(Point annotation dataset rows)
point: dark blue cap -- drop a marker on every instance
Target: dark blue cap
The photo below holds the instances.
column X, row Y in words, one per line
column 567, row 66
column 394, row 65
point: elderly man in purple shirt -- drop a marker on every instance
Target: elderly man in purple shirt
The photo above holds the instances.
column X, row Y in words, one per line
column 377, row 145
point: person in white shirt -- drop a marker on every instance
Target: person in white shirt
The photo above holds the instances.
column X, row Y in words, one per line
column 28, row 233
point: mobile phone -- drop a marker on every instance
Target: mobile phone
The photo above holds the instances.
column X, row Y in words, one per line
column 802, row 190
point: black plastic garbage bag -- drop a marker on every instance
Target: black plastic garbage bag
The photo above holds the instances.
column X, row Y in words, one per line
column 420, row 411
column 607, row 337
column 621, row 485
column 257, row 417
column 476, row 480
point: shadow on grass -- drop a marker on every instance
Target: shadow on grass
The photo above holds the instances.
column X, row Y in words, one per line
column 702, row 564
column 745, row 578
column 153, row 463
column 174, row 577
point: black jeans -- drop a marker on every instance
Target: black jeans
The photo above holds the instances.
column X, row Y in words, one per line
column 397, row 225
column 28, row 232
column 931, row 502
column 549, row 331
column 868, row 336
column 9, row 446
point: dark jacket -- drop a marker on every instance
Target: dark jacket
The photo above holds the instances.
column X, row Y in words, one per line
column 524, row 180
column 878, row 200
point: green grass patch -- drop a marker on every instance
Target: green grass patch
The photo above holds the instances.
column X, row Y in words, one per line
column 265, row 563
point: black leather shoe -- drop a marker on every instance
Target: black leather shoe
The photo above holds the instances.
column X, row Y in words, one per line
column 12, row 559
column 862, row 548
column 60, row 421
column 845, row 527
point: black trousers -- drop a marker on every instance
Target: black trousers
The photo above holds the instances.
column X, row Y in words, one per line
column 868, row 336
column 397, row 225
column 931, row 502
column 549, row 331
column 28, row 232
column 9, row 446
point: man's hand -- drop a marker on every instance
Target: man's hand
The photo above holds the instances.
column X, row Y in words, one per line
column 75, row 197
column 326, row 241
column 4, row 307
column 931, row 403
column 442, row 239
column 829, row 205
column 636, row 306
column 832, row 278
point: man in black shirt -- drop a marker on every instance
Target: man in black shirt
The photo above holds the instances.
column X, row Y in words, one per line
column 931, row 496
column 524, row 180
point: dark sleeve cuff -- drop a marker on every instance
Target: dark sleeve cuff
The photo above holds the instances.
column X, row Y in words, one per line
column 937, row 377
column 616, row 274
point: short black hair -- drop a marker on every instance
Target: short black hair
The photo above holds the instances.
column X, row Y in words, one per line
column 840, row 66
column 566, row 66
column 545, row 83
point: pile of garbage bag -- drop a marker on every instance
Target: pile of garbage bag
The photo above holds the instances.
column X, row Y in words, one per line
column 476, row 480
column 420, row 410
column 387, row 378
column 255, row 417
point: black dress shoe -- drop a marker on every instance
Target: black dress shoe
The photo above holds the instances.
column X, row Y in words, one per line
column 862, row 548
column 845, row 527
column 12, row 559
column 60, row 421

## TO BE DONE
Put all of the rows above into a two-column CSV with the headers text and points, one line per row. Wrap each value in double quotes and replace any line breaks inside it with spaces.

## REPLY
text,points
"point: dark blue cap -- drop a marker on every instance Target: dark blue cap The photo below holds the instances. column X, row Y in words, one per line","column 567, row 66 column 394, row 65"
"point: elderly man in purple shirt -- drop a marker on every instance Target: elderly man in purple shirt The photo above holds the instances. column X, row Y in words, one per line","column 377, row 145"
"point: person in white shirt -- drop a marker on every instance Target: person in white shirt The photo above holds the instances. column X, row Y in words, one per line","column 28, row 233"
"point: mobile phone -- drop a marker on every instance Target: mobile phone The photo above holds the instances. column X, row Y in words, one per line","column 802, row 190"
"point: black plastic garbage bag -- drop a marker on every instance Target: black plastic garbage bag The photo above holds the instances. column X, row Y in words, one per line","column 420, row 411 column 607, row 337 column 621, row 485 column 257, row 417 column 476, row 480"
"point: shadow on grass -- drop a marker on every instance Target: shadow on grass The photo above holds the instances. column X, row Y in words, one per line","column 702, row 564 column 745, row 578 column 153, row 463 column 174, row 577"
"point: black jeans -- drop a marker on every instance Target: black jeans The photo above holds the instances. column X, row Y in words, one per line","column 397, row 225 column 28, row 232 column 931, row 502 column 549, row 331 column 868, row 336 column 9, row 446"
"point: dark jacket -- drop a marker on every instance Target: dark jacket The photo above holds the instances. column X, row Y in words, one per line","column 524, row 180 column 878, row 200"
"point: green grass patch -- drop a marker on every instance Target: green grass patch The photo above holds the instances. column X, row Y in words, one per line","column 265, row 563"
"point: black leather shoe -- drop a marker on every instance Target: black leather shoe The photo above holds the instances. column X, row Y in words, one per line","column 12, row 559 column 862, row 548 column 60, row 421 column 845, row 527"
"point: black trousers -- drop a marker on every instance Target: black trousers The photo above holds the instances. column X, row Y in words, one per line","column 868, row 336 column 397, row 225 column 931, row 502 column 549, row 331 column 28, row 232 column 9, row 446"
"point: man's hand -- drop a marker on every instance Target: man's hand The photo above holds the instances. column X, row Y in words, one per line","column 75, row 197 column 326, row 241 column 4, row 307 column 931, row 403 column 442, row 239 column 829, row 205 column 636, row 306 column 832, row 278"
"point: man in black shirt -- drop a marker on every instance Target: man in black shirt The photo above holds the instances. column X, row Y in words, one per line","column 931, row 496 column 524, row 180"
"point: dark sleeve cuff -- drop a marker on every instance Target: dark sleeve cuff The photo above holds the instances. column X, row Y in words, one per line","column 937, row 377 column 616, row 274"
"point: short black hair -- drop a marker on every instance Target: short black hair The photo above holds the instances. column X, row Y in words, one per line","column 840, row 66 column 566, row 66 column 545, row 83"
"point: pile of garbage bag -- drop a marker on every instance Target: pile of garbage bag The photo above holds the instances. column X, row Y in words, one per line","column 476, row 480 column 420, row 410 column 387, row 378 column 255, row 417"
"point: black dress shoe -- drop a marker on every instance Target: black dress shoe The photo above holds the instances. column X, row Y in words, one per line","column 862, row 548 column 845, row 527 column 12, row 559 column 60, row 421"